What you should do: Check each line of the data for "sneaker" and select those that have it.

Data records:
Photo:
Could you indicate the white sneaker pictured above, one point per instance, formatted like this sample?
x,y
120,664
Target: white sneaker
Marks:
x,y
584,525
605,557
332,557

Response area:
Could you indicate the white sneaker pictured above, one point per instance, formatted like this sample?
Target: white sneaker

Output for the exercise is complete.